News
Independence: Birth of — and in — a New Nation
- 10 July 2011
News
JUBA, Republic of South Sudan — In the early morning hours of the 9th of July, as citizens woke up to a nation only a few hours old, UNFPA-trained midwives helped to deliver one of the first babies of the new Republic of South Sudan at the Juba Teaching Hospital. To no one’s surprise, the proud young mother named her son Independence.
Around the new capital, Juba, boisterous crowds gathered on the eve of Independence Day, dancing and chanting “we will never surrender” in celebration of the much awaited birth of their new country. Tens of thousands of South Sudanese returned from the North to the South to participate in the referendum for independence.
Following two decades of a civil war that cost the lives of more than 2.5 million people and displaced thousands more, this day offered South Sudanese the promise of a better and more peaceful way forward. As masses gathered in the scorching sun the next morning at the John Garang Mausoleum to listen to the declaration of independence, many broke down in tears.

Information given:
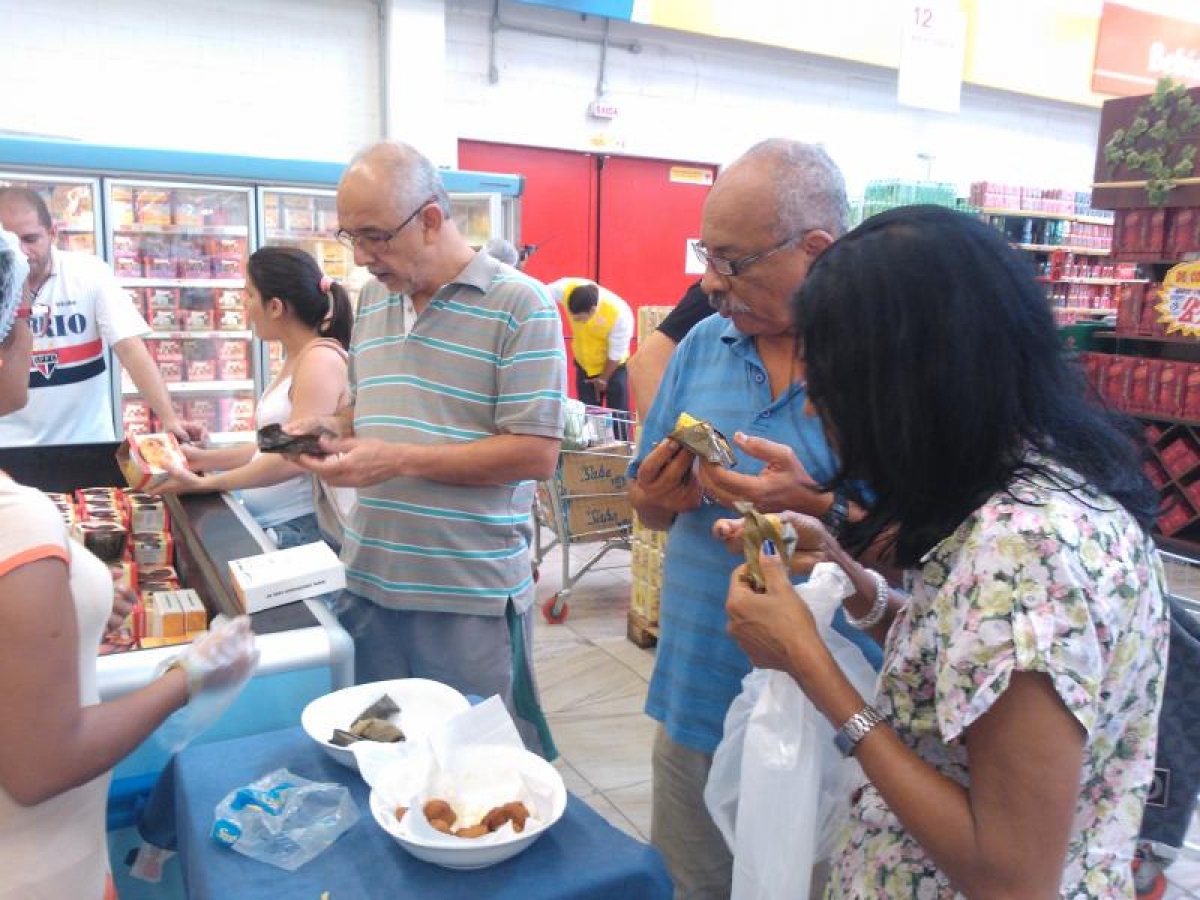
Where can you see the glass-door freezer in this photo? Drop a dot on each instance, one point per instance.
(180, 249)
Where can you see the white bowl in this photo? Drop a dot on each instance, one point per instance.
(469, 852)
(424, 706)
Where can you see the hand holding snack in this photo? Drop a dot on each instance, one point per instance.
(274, 439)
(327, 427)
(756, 529)
(783, 484)
(666, 480)
(810, 539)
(124, 600)
(702, 439)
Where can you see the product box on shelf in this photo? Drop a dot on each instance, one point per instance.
(1144, 376)
(151, 205)
(1169, 400)
(163, 319)
(1157, 474)
(1182, 232)
(1116, 381)
(1177, 514)
(1180, 456)
(1193, 495)
(1189, 400)
(189, 208)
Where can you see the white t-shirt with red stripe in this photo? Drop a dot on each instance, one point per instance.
(58, 849)
(70, 389)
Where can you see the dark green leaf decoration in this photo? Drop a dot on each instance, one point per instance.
(1150, 144)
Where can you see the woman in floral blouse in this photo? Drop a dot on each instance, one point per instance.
(1012, 739)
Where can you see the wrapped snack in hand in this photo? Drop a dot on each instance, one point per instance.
(273, 439)
(757, 528)
(703, 441)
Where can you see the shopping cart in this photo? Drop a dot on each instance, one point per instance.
(586, 503)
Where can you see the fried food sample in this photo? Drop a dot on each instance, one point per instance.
(703, 441)
(443, 817)
(756, 528)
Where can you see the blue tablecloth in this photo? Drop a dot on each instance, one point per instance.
(581, 858)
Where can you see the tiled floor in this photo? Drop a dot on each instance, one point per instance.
(593, 685)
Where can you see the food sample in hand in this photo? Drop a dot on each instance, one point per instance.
(756, 528)
(703, 441)
(147, 460)
(372, 724)
(273, 439)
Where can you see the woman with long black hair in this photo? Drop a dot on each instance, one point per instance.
(1011, 744)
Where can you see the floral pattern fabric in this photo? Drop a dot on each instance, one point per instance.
(1038, 580)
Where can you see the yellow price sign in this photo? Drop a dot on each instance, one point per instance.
(1179, 301)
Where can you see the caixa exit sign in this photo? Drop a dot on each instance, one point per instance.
(603, 109)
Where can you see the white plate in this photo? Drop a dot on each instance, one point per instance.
(424, 706)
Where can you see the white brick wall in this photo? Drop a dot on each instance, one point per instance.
(289, 78)
(299, 78)
(693, 97)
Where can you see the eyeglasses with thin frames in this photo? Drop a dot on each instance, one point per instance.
(372, 241)
(733, 268)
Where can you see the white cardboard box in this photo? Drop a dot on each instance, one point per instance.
(283, 576)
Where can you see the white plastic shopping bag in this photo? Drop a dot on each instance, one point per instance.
(779, 791)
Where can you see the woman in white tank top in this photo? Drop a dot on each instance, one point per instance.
(293, 303)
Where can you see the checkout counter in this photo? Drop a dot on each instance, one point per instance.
(305, 653)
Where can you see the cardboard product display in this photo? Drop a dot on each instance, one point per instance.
(595, 517)
(285, 576)
(598, 469)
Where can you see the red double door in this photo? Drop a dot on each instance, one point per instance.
(622, 221)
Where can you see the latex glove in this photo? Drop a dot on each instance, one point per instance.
(223, 658)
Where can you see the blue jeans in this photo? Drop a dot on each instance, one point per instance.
(295, 532)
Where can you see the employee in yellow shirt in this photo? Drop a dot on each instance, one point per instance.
(603, 327)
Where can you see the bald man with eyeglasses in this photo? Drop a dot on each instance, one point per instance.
(457, 381)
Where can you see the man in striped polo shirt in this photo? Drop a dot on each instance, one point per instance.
(457, 379)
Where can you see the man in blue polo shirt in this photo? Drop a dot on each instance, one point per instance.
(768, 216)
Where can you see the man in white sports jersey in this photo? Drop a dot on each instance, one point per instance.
(79, 312)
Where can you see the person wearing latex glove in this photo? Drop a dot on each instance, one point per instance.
(58, 742)
(1012, 741)
(223, 658)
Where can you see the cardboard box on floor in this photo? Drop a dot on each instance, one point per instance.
(285, 576)
(598, 469)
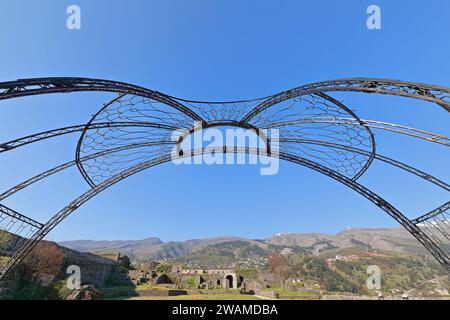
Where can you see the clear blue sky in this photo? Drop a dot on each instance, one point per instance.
(221, 50)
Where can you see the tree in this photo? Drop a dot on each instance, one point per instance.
(280, 268)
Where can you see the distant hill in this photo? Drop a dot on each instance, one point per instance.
(395, 240)
(147, 249)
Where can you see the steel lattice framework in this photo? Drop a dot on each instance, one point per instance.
(134, 131)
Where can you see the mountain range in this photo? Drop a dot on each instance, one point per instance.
(394, 240)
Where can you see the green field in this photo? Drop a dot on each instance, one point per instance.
(200, 297)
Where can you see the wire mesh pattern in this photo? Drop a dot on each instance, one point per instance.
(140, 129)
(15, 230)
(437, 227)
(303, 119)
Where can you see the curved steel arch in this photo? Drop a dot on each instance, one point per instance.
(223, 113)
(39, 86)
(437, 94)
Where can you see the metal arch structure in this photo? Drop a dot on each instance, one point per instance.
(136, 130)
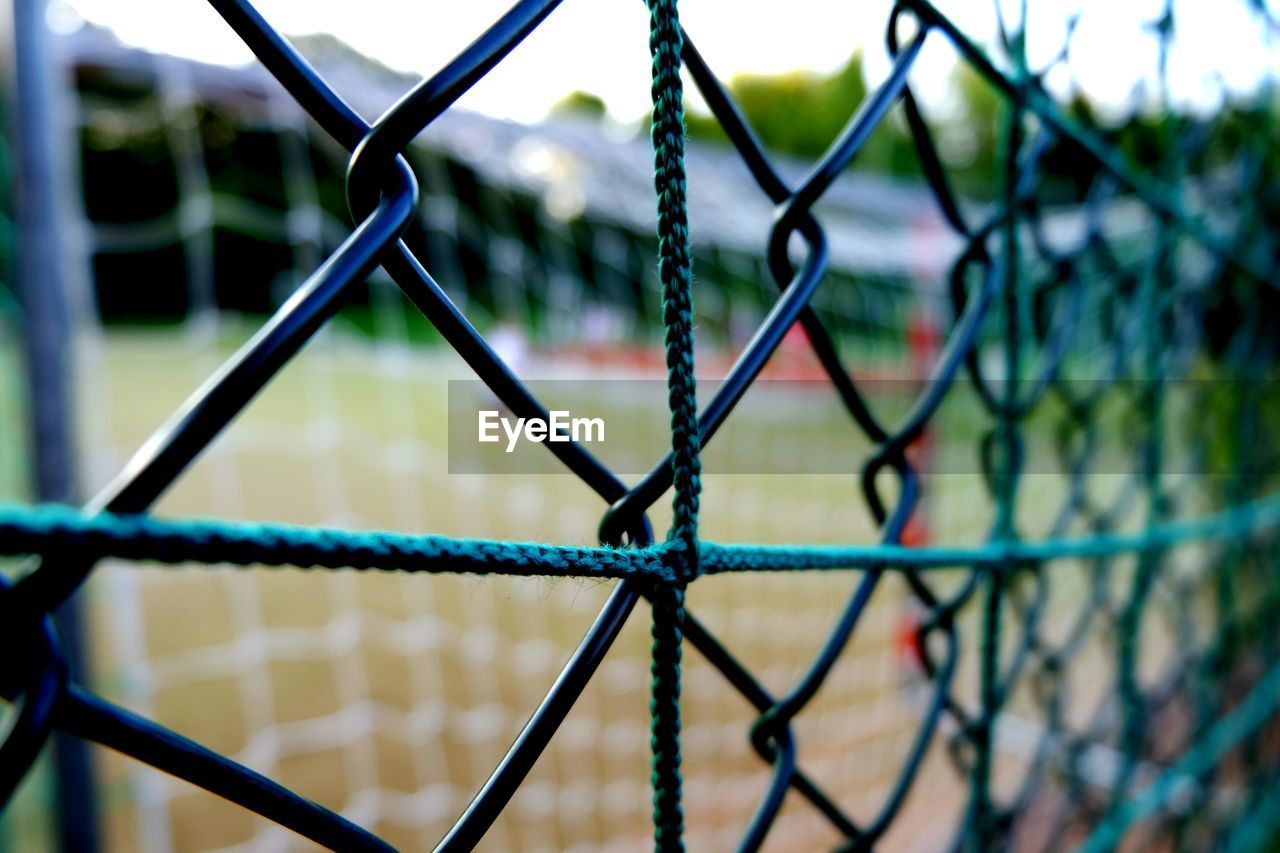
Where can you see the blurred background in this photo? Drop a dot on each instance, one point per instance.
(193, 196)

What you are asked to do: Retype the entire news story about Independence, born in the new Republic of South Sudan, without changing a single word, character, or line break.

Result of this task:
News
Independence: Birth of — and in — a New Nation
- 10 July 2011
News
JUBA, Republic of South Sudan — In the early morning hours of the 9th of July, as citizens woke up to a nation only a few hours old, UNFPA-trained midwives helped to deliver one of the first babies of the new Republic of South Sudan at the Juba Teaching Hospital. To no one’s surprise, the proud young mother named her son Independence.
Around the new capital, Juba, boisterous crowds gathered on the eve of Independence Day, dancing and chanting “we will never surrender” in celebration of the much awaited birth of their new country. Tens of thousands of South Sudanese returned from the North to the South to participate in the referendum for independence.
Following two decades of a civil war that cost the lives of more than 2.5 million people and displaced thousands more, this day offered South Sudanese the promise of a better and more peaceful way forward. As masses gathered in the scorching sun the next morning at the John Garang Mausoleum to listen to the declaration of independence, many broke down in tears.